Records
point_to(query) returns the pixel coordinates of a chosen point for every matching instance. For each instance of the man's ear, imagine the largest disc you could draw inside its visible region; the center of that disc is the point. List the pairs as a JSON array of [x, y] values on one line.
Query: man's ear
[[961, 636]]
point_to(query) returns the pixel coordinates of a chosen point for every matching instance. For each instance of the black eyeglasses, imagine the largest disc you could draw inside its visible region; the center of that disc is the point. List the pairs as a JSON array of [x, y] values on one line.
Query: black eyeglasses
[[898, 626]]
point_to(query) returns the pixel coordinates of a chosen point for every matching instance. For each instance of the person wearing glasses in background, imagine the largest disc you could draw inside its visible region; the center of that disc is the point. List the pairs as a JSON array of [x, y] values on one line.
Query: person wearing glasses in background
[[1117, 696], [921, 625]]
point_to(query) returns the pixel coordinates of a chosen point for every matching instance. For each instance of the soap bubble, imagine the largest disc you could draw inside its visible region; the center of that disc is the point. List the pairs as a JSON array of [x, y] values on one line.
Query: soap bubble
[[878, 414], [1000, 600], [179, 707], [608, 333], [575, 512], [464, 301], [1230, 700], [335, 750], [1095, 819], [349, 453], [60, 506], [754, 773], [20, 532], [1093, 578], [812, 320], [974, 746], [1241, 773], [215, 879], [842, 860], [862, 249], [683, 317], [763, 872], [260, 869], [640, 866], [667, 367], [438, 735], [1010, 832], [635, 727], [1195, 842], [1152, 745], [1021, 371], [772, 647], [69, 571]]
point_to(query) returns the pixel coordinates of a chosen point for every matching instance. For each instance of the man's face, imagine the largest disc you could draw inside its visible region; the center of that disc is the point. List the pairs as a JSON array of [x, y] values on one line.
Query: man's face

▶ **Problem**
Can you copy the lines from the line with "of the black" up to and including the line with "[[898, 626]]", requests included, and scale each coordinate in the answers by 1.35, rounding to whole numbers with halves going up? Leave every number in the requests as it stands.

▶ **Output of the task**
point_to(query) returns the pixel coordinates of a chosen point for every matching instance. For each instance of the black eyeglasses, imagine the largest disc you could draw inside its visible region; the center of that disc is the point. List the pairs as a JSON array of [x, y] values on one line.
Query: black eyeglasses
[[1212, 845]]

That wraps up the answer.